Content starts
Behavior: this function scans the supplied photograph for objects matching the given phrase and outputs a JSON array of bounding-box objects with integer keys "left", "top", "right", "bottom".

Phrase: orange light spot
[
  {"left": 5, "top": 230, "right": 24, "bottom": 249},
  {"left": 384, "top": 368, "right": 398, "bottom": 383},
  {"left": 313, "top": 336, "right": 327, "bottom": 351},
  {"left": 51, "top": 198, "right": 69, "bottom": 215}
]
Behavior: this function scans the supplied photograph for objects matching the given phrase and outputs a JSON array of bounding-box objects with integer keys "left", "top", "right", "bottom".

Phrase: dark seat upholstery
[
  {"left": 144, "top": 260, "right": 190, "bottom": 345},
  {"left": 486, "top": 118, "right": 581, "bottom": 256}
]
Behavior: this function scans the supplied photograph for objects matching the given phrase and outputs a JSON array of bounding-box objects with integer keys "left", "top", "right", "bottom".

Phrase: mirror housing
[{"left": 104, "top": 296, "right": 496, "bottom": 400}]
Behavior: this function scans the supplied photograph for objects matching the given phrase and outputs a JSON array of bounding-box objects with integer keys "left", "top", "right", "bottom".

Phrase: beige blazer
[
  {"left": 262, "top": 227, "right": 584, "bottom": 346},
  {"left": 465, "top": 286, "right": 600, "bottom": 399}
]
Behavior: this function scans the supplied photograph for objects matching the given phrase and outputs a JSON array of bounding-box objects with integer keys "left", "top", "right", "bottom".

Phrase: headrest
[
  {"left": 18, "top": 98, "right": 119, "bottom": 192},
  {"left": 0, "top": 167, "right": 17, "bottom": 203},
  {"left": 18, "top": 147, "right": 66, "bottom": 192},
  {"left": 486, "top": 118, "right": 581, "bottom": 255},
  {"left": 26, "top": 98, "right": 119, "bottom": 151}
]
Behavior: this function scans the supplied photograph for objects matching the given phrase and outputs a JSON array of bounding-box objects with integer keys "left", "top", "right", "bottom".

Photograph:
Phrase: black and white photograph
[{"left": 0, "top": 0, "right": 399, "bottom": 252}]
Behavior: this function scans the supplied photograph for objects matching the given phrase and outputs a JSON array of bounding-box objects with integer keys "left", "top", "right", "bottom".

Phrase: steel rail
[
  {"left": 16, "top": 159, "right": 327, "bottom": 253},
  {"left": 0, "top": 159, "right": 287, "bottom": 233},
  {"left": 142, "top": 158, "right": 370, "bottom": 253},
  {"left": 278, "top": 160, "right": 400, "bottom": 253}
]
Content ends
Restate the material exactly as given.

Behavior: this function scans the supplied photograph for objects matching the given phrase and outputs a JSON array of bounding-box objects with integer keys "left", "top", "right", "bottom".

Phrase: orange light spot
[
  {"left": 5, "top": 230, "right": 24, "bottom": 249},
  {"left": 384, "top": 368, "right": 398, "bottom": 383},
  {"left": 313, "top": 336, "right": 327, "bottom": 351},
  {"left": 51, "top": 198, "right": 69, "bottom": 215}
]
Behavior: this function scans the supplied photograph for objects matching the given phrase and outputs a JSON array of bounding-box objects with integer keys "left", "top", "right", "bottom".

Phrase: dark seat upholstery
[
  {"left": 144, "top": 260, "right": 190, "bottom": 345},
  {"left": 486, "top": 118, "right": 581, "bottom": 256}
]
Behavior: this function scans the supplied photograph for objects matching the given phrase and outputs a JSON array of bounding-box objects with integer keys "left", "top", "right", "bottom".

Phrase: mirror housing
[{"left": 104, "top": 296, "right": 496, "bottom": 400}]
Behavior: this function scans the supplied photograph for objects matching the given phrase and outputs a JSON array of bounding-box objects with integer keys "left", "top", "right", "bottom".

Phrase: beige blazer
[
  {"left": 262, "top": 227, "right": 584, "bottom": 346},
  {"left": 465, "top": 286, "right": 600, "bottom": 399}
]
Behavior: this function scans the supplied photograph for objects matching the given phrase and outputs a JSON array of bounding-box objects with integer keys "left", "top", "right", "bottom".

Phrase: headrest
[
  {"left": 18, "top": 98, "right": 119, "bottom": 192},
  {"left": 0, "top": 167, "right": 17, "bottom": 203},
  {"left": 18, "top": 147, "right": 66, "bottom": 192},
  {"left": 486, "top": 118, "right": 581, "bottom": 255},
  {"left": 26, "top": 98, "right": 119, "bottom": 151}
]
Behavior: this function scans the supplied photograph for objects matching the given phrase and outputs a JSON array of bounding-box objects with integer keys "left", "top", "right", "bottom".

Photograph:
Phrase: black and white photograph
[{"left": 0, "top": 0, "right": 399, "bottom": 252}]
Behavior: this function scans the supplied photograph for objects matching the given phrase and outputs a JSON array of bounding-box objects with integer keys "left", "top", "right", "bottom".

Phrase: steel rail
[
  {"left": 16, "top": 159, "right": 327, "bottom": 253},
  {"left": 0, "top": 159, "right": 287, "bottom": 233},
  {"left": 142, "top": 158, "right": 370, "bottom": 253},
  {"left": 278, "top": 160, "right": 400, "bottom": 253}
]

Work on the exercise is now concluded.